## REQUIREMENT
Wherever an image appears in the entries, drop it and reproduce everything else exactly.

## TASK INPUT
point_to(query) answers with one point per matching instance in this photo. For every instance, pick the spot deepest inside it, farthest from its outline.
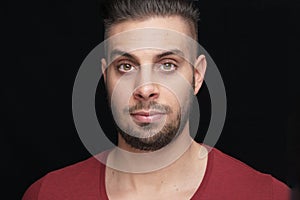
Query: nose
(147, 92)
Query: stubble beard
(154, 141)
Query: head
(118, 11)
(150, 89)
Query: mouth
(147, 116)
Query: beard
(155, 140)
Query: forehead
(160, 33)
(175, 23)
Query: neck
(179, 164)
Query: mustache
(152, 105)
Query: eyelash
(157, 66)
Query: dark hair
(117, 11)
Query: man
(152, 70)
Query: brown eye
(125, 67)
(167, 67)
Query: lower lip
(147, 119)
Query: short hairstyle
(117, 11)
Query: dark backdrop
(46, 41)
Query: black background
(46, 41)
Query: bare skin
(180, 179)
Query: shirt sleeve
(280, 190)
(32, 193)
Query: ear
(199, 71)
(104, 68)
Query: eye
(167, 67)
(125, 67)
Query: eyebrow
(117, 52)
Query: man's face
(149, 89)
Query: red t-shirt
(225, 179)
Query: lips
(147, 116)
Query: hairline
(193, 28)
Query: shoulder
(65, 181)
(236, 177)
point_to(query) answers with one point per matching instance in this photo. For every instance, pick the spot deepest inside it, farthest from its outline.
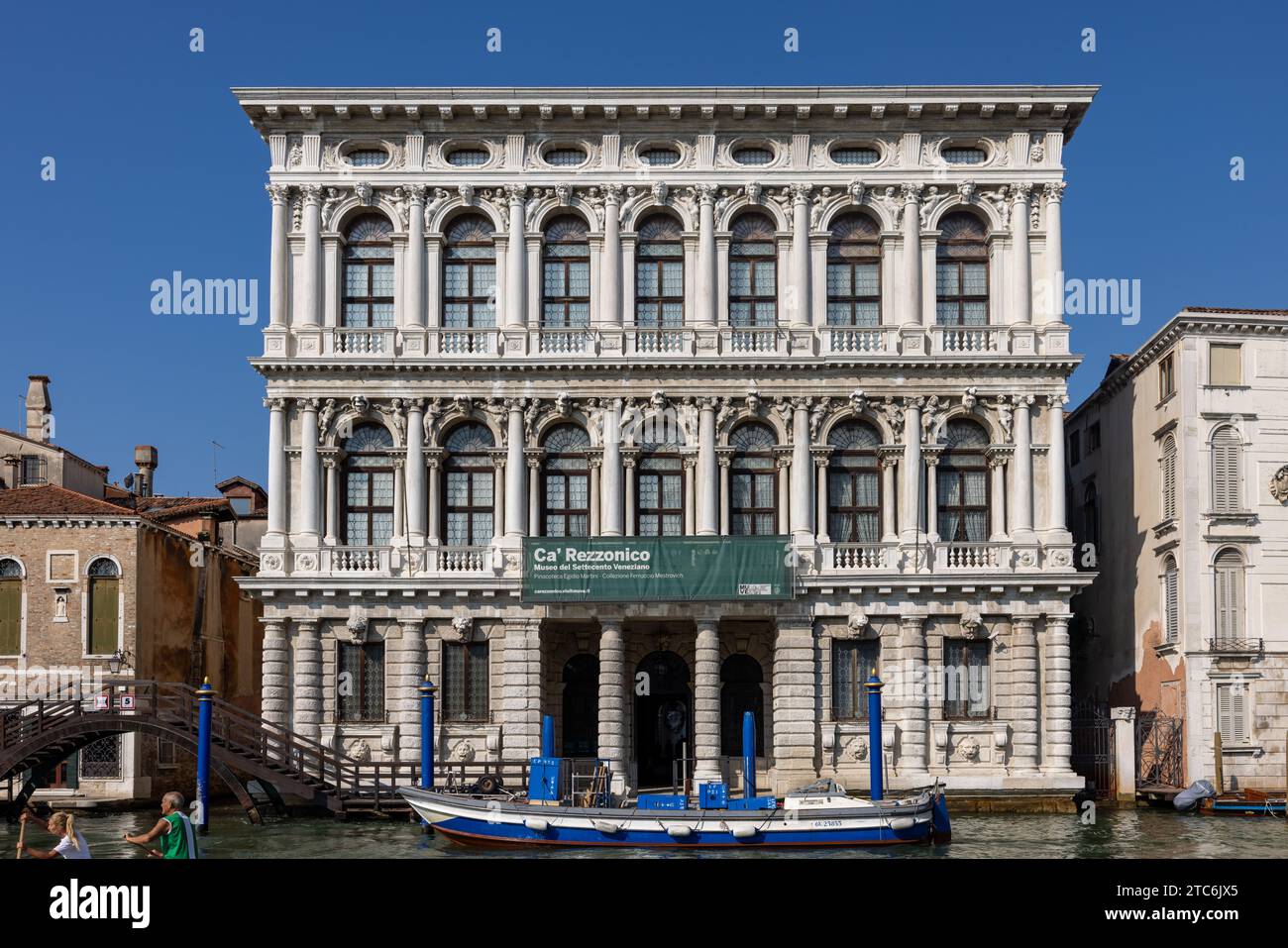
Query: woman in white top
(71, 844)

## EXERCISE SOLUTION
point_to(query) answers with one point per matching instance in this photo. For every instance, pick the spot deepest inside it, farthest from its outline.
Query: nose
(147, 92)
Query: stubble beard
(154, 141)
Query: head
(118, 11)
(150, 89)
Query: mouth
(147, 116)
Query: beard
(155, 140)
Query: forehead
(160, 33)
(175, 23)
Query: neck
(179, 164)
Query: mustache
(152, 105)
Query: eyelash
(157, 66)
Query: dark hair
(117, 11)
Query: man
(152, 70)
Query: brown eye
(125, 67)
(167, 67)
Query: lower lip
(147, 119)
Query: short hairstyle
(117, 11)
Query: dark backdrop
(46, 41)
Query: black background
(46, 41)
Query: bare skin
(180, 179)
Query: shirt sleeve
(280, 190)
(32, 193)
Query: ear
(199, 71)
(104, 68)
Query: eye
(167, 67)
(125, 67)
Query: eyebrow
(117, 52)
Query: man's face
(149, 89)
Query: red t-shirt
(225, 179)
Query: lips
(147, 116)
Query: hairline
(193, 28)
Query: shoulder
(65, 181)
(236, 177)
point_to(query) answers with one point per matching instance in this photo. For every instance, pick the spot deepest inside it, farthest from its outline.
Query: woman in white top
(71, 844)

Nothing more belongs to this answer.